_Stated exercise_.
Collect every line in the listing below that contains the word "villa". Copy each of those lines word for word.
%%
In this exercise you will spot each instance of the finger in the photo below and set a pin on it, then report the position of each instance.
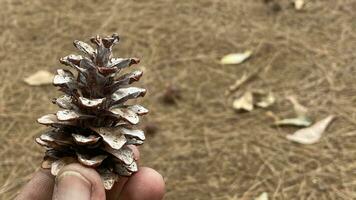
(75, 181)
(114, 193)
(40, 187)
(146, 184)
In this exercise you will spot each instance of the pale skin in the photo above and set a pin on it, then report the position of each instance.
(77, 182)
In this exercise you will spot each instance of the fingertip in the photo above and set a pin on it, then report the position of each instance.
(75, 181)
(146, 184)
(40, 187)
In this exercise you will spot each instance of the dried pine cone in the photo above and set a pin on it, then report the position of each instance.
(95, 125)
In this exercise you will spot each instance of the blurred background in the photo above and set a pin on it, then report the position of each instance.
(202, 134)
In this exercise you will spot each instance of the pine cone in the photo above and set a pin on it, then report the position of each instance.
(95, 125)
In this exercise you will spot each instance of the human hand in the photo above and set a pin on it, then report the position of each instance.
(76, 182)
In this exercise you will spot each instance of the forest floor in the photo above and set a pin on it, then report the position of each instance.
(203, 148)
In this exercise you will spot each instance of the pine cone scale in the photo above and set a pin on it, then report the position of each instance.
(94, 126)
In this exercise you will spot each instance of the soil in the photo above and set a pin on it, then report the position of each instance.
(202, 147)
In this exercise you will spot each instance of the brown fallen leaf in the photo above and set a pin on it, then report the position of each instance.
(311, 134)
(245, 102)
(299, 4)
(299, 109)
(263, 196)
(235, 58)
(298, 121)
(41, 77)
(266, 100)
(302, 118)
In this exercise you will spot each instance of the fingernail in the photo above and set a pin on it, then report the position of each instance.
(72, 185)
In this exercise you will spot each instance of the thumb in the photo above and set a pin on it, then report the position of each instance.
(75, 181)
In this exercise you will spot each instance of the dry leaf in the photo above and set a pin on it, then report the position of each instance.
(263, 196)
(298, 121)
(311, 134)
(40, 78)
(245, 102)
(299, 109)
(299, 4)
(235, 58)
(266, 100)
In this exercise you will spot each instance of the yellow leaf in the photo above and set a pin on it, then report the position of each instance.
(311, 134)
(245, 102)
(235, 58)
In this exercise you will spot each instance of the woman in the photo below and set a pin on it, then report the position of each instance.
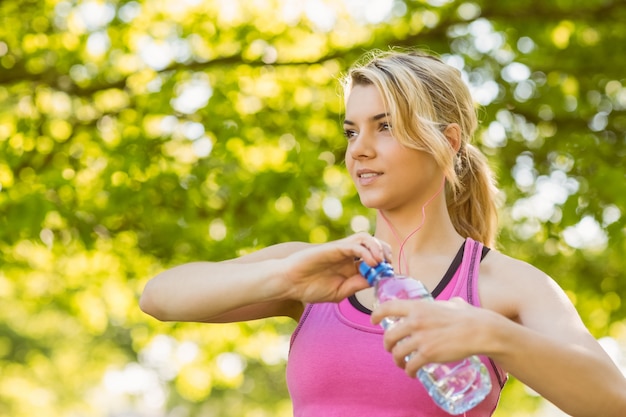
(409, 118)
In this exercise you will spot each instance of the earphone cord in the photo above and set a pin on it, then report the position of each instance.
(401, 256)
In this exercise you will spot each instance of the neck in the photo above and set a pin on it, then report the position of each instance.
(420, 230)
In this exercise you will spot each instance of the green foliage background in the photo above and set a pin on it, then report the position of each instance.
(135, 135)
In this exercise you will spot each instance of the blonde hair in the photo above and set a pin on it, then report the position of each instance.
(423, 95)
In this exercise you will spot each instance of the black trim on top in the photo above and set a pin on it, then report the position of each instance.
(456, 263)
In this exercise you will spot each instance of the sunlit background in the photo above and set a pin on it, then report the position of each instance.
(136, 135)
%%
%%
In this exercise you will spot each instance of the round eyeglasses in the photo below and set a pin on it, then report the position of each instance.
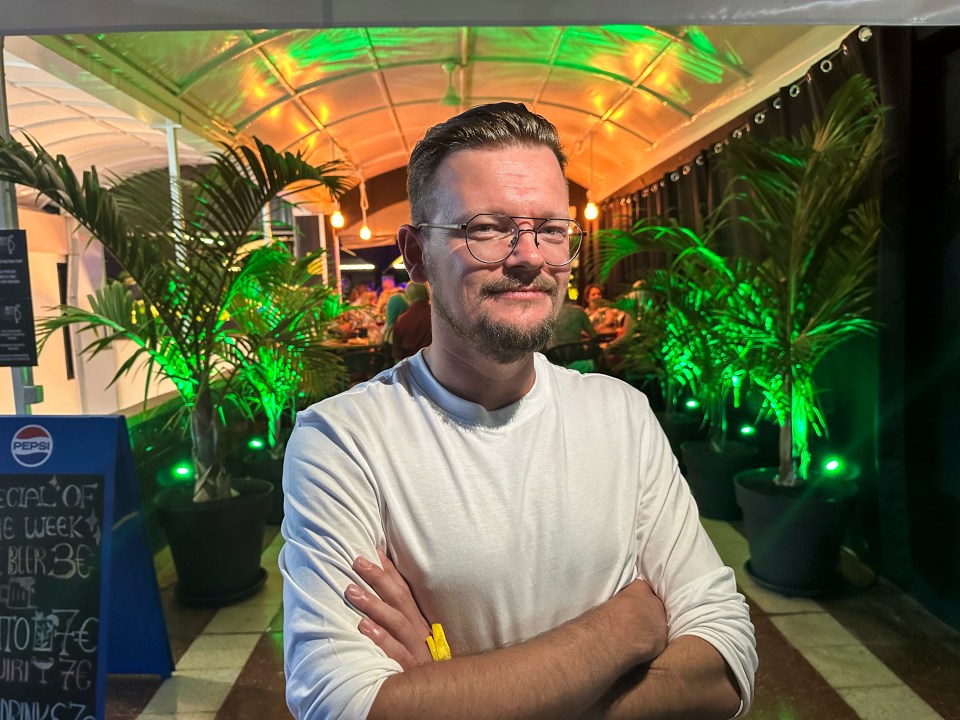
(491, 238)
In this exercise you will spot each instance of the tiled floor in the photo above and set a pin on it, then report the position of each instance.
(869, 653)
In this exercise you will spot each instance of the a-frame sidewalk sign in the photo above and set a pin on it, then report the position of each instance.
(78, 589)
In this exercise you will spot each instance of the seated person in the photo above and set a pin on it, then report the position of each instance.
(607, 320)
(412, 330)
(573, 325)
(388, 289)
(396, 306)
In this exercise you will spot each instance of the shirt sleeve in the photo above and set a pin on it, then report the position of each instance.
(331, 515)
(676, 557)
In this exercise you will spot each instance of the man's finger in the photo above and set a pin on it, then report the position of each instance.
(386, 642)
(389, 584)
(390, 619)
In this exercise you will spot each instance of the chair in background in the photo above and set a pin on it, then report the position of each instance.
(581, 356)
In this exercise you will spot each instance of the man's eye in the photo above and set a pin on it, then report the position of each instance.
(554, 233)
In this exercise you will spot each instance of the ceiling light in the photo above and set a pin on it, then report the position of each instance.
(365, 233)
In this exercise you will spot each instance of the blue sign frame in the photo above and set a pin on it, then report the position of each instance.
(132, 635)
%%
%%
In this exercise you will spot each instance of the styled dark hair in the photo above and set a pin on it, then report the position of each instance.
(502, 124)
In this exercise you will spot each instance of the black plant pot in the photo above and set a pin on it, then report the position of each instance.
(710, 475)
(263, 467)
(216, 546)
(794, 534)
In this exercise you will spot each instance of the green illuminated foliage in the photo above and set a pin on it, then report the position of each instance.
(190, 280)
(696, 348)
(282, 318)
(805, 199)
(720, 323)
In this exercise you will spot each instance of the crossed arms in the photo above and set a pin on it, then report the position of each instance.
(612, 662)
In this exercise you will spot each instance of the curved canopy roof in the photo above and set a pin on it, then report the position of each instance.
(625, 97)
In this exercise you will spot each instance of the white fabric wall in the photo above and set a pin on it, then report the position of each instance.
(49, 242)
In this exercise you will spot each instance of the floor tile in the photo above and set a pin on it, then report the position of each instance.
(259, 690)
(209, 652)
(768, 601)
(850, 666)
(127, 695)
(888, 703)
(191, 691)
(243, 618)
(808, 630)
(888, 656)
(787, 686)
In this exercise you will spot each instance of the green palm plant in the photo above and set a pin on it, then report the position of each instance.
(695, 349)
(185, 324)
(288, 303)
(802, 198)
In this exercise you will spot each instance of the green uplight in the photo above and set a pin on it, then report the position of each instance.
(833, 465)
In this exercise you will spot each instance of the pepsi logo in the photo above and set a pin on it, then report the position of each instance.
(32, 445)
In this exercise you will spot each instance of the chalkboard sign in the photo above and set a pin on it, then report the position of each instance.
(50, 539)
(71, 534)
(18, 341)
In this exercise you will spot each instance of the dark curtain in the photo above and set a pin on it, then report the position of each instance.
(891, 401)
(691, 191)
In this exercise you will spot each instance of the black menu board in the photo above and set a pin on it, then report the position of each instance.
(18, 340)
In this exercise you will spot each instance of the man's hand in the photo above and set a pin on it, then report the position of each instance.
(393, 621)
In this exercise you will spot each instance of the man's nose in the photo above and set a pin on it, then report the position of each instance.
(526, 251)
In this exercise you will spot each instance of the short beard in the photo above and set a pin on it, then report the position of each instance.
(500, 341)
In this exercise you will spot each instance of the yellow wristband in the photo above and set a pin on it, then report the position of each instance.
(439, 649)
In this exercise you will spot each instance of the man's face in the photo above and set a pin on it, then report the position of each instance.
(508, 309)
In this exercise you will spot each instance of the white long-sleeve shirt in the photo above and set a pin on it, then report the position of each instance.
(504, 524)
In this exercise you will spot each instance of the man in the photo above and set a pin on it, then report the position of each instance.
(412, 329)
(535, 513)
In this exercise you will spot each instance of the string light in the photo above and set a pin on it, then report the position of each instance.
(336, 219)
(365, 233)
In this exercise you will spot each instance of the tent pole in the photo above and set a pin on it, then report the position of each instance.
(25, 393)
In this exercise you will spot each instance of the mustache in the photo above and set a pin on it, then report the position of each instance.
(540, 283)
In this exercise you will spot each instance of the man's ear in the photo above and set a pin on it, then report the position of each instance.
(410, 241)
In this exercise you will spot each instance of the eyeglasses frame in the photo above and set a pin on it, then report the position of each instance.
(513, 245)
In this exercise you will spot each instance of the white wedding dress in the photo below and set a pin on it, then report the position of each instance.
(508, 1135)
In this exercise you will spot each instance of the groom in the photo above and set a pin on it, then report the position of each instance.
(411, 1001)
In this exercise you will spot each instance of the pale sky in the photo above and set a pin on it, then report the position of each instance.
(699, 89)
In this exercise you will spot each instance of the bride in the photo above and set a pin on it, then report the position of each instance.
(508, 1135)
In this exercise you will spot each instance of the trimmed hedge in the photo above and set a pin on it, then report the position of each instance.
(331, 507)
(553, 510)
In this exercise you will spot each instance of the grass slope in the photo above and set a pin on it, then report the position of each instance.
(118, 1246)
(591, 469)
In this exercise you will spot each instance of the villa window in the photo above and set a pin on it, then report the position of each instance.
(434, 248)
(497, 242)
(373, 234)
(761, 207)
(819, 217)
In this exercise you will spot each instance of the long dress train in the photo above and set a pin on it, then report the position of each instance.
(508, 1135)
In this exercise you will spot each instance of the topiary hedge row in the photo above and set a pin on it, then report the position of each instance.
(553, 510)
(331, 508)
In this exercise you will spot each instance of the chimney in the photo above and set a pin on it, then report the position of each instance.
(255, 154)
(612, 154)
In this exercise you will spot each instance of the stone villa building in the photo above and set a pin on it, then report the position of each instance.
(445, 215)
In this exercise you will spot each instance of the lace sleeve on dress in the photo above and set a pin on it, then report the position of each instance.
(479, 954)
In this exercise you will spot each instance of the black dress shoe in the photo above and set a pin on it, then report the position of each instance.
%%
_Response to this task_.
In this exercise you will spot each instance of the villa window in the photo above and set a pin on it, then report the position of each instance.
In this exercise you will spot each instance of the stone villa building in the photo above and set a pin on it, then report the position of each instance.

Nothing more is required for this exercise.